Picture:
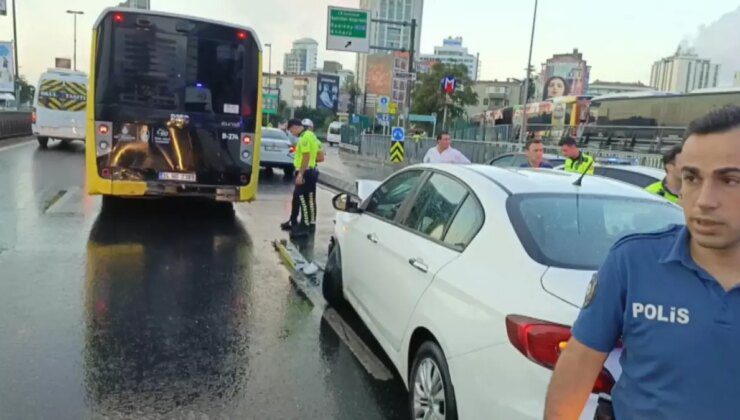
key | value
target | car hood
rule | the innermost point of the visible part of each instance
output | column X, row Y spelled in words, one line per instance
column 567, row 285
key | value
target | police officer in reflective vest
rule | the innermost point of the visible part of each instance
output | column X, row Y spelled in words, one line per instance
column 576, row 161
column 669, row 187
column 672, row 297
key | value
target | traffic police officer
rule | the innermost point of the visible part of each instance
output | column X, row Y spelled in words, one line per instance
column 576, row 161
column 305, row 161
column 670, row 185
column 673, row 297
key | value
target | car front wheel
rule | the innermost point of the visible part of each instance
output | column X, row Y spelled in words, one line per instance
column 431, row 395
column 331, row 284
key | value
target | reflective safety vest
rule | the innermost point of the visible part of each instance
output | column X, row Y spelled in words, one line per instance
column 579, row 165
column 659, row 188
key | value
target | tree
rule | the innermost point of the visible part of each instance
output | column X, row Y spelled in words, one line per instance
column 27, row 91
column 428, row 96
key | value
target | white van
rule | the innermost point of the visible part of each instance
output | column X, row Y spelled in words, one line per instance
column 333, row 134
column 59, row 106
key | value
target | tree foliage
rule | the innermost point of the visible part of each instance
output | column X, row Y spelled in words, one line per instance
column 428, row 96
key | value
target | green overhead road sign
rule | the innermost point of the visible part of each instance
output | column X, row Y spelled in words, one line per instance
column 348, row 30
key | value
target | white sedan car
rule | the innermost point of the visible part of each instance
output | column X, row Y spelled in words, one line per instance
column 469, row 277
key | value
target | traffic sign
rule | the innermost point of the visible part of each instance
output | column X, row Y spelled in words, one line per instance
column 404, row 75
column 383, row 119
column 348, row 30
column 449, row 83
column 398, row 134
column 382, row 105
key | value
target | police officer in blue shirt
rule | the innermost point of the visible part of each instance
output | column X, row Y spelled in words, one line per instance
column 673, row 297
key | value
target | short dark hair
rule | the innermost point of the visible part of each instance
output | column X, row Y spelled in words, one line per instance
column 570, row 141
column 530, row 142
column 442, row 133
column 716, row 121
column 669, row 156
column 294, row 122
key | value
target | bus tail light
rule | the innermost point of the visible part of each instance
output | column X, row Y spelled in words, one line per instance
column 542, row 342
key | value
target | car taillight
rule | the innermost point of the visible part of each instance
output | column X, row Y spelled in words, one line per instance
column 543, row 341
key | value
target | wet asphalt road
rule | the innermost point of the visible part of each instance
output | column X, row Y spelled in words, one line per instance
column 162, row 309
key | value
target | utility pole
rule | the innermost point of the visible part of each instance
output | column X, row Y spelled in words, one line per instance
column 269, row 76
column 409, row 81
column 75, row 13
column 523, row 132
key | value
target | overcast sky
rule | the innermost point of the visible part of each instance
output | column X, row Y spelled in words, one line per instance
column 619, row 39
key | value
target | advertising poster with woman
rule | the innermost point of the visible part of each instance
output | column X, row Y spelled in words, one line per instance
column 7, row 67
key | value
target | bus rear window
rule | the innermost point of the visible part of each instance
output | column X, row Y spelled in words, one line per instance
column 168, row 70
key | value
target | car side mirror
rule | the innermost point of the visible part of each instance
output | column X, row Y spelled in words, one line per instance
column 343, row 202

**DESAFIO:** Por favor, indique todas as linhas dos registros que contêm a palavra "police".

**SOLUÇÃO DO EXERCÍCIO:**
target | police officer in reflective vest
target | traffic police officer
target | police officer in blue shirt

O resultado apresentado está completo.